For months, I looked outside for Tiki. I looked in trees, on top of houses, I watched the Tennessee skies for a rare, green bird. But I never saw Tiki again.

I hope Tiki flew south. Maybe he made it to Costa Rica or a beautiful tropical island. But we know that’s not what happened.

The flu hasn’t given me any marvelous spiritual insights on the human condition. I didn’t go on any great adventures to capture these images of birds. (They were all left over images from my December travels.) And, for me anyway, there is a connection between doing and understanding.

But if the flu counts as doing something, I can say this: the flu is sin. Not the sort of sin we had pounded into us in Sunday school. Not even the sort of sin so easily bombed away at folks sitting in the pews. I’m not even talking about the kind of sin that demands repentance and shame and endless guilt. Sin is not a moral failing. Sin is not what we do but what is done to us. I mean this quite literally, the flu is sinful.

Disease, hurt, pain, brokenness, if it separates us from ourselves, call it sin – that original sin wasn’t an act of disobedience as much as it was having God’s created purpose left behind. The wage of sin is death, we hear and read so often, but isn’t that a medical prognosis not a moral spanking. And it follows that if we are separated from our true selves by sin only the gossamer threads of prevenient grace keep us moored to the Divine. Depression, addiction, personality disorders, PTSD, anxiety, just because it is sinful doesn’t mean you did anything wrong. Just because it is sinful doesn’t mean you deserve it. John Wesley wrote “[Our sins] are diseases that drink up our blood and spirits.” Now, to be fair, Wesley had a great deal more to say about sin, and it’s probably equally fair to say that the above quote isn’t entirely representative of his thoughts. And you’re not going to find a comprehensive theology of sin in a blog either. What I’m driving at here, however, is the connection between physical and spiritual wholeness. You can’t have one without the other.
══════════
== TASK LIST ==
1 - Decide whether each statement agrees with the passage on sin, answering yes or no and quoting the deciding words: (a) The writer eventually spotted Tiki again. (b) The bird images came from the writer's December travels. (c) The passage calls sin a moral failing.
2 - Write out everything in the passage on sin from "For months, I" down to "doing and understanding.".
The rows that come next have no connection to the passage on sin.

== INPUT DATA ==
══════════
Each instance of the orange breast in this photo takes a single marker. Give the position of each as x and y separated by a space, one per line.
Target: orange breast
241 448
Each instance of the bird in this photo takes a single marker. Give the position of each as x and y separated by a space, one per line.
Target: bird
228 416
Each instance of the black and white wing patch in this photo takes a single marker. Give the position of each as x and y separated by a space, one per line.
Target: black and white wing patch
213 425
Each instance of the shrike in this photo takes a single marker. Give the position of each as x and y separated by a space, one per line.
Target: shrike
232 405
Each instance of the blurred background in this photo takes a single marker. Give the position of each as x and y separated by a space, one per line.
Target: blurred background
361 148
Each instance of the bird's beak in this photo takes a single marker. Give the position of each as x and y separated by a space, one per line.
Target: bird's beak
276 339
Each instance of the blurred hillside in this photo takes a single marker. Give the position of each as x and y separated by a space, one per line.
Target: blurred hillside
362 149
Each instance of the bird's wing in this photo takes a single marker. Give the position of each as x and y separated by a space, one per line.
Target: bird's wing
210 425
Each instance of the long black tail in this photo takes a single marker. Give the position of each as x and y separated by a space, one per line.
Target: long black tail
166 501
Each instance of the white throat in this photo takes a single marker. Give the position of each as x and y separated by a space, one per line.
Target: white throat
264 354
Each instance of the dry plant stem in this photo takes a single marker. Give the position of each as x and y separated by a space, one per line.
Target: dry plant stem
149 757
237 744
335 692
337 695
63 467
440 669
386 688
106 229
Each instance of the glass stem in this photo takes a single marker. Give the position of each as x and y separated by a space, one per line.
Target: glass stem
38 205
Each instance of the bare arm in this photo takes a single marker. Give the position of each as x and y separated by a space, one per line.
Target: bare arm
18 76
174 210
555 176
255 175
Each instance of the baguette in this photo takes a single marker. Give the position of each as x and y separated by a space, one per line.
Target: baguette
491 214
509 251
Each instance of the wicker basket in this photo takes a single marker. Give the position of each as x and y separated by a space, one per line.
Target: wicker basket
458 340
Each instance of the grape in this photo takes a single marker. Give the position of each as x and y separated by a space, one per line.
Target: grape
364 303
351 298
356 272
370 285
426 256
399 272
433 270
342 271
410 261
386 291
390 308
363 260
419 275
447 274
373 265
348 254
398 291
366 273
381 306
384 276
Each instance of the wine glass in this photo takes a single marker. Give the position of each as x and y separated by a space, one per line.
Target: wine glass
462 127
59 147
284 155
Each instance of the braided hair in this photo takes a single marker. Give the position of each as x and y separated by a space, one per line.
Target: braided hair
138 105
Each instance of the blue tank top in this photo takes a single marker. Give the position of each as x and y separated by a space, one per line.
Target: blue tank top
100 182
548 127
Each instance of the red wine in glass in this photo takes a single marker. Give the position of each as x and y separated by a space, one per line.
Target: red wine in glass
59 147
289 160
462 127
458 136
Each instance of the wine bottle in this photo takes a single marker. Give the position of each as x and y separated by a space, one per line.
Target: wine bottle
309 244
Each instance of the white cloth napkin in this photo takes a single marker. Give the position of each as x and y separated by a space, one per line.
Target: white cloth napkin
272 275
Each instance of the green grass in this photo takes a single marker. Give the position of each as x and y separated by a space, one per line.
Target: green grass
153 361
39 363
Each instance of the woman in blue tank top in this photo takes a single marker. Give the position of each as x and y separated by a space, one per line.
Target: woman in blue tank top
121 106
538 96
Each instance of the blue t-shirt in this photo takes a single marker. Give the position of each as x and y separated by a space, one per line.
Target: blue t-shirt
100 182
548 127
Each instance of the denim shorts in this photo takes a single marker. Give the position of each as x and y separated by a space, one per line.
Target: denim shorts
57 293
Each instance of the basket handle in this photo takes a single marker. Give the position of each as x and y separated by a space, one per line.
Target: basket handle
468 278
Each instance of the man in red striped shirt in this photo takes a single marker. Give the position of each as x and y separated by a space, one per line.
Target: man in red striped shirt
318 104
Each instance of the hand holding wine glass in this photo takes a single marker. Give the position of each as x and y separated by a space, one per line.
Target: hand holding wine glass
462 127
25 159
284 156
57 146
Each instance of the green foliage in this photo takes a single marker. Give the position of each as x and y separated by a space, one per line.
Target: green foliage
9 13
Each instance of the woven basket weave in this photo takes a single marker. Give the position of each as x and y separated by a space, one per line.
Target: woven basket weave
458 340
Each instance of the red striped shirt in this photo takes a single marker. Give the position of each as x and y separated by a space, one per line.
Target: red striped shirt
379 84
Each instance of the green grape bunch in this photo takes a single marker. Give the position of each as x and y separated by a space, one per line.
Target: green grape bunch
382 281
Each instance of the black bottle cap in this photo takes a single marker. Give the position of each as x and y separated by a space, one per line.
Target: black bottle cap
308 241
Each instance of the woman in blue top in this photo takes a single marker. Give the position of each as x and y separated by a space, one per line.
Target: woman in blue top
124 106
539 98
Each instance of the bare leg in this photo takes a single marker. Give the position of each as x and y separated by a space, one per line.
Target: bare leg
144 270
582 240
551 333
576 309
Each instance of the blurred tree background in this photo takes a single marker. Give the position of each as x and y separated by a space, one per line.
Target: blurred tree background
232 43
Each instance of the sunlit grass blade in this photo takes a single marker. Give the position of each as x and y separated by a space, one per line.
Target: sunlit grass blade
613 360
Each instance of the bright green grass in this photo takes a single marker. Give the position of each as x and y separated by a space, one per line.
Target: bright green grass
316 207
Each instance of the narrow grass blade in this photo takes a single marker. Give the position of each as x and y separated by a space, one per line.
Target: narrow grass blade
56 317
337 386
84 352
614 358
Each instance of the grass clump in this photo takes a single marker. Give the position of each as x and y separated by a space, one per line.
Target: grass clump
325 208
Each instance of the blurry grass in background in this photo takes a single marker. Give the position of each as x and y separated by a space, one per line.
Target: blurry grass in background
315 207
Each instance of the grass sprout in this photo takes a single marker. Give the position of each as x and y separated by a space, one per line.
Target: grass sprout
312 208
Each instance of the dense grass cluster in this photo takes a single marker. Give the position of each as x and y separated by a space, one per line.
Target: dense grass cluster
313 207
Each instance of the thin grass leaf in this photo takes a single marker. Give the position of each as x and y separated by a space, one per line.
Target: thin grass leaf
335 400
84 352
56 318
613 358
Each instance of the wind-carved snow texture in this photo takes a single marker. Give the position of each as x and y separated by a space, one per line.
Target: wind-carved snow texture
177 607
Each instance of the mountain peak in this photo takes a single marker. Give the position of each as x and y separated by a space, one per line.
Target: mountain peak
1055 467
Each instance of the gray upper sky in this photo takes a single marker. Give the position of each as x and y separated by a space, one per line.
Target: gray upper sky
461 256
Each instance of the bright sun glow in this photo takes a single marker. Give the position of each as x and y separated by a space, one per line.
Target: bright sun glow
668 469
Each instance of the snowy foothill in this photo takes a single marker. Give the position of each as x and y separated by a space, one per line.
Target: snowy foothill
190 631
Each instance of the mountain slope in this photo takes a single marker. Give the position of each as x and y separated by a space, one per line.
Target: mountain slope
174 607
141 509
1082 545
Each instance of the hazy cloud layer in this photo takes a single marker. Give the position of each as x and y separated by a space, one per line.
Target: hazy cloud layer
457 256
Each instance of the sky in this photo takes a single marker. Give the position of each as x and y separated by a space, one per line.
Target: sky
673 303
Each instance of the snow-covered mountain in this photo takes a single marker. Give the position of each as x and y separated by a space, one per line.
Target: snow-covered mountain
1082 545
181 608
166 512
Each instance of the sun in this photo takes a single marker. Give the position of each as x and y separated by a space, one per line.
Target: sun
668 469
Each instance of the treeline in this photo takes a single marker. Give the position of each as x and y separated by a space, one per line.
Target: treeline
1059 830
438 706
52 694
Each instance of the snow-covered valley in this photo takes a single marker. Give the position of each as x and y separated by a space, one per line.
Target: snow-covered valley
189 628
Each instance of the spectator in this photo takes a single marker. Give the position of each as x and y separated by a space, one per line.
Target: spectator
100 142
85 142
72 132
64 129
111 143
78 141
══════════
== TASK-BY-TASK ANSWERS ==
1 -
(a) No: "But I never saw Tiki again."
(b) Yes: "(They were all left over images from my December travels.)"
(c) No: "Sin is not a moral failing."

2 -
For months, I looked outside for Tiki. I looked in trees, on top of houses, I watched the Tennessee skies for a rare, green bird. But I never saw Tiki again.

I hope Tiki flew south. Maybe he made it to Costa Rica or a beautiful tropical island. But we know that’s not what happened.

The flu hasn’t given me any marvelous spiritual insights on the human condition. I didn’t go on any great adventures to capture these images of birds. (They were all left over images from my December travels.) And, for me anyway, there is a connection between doing and understanding.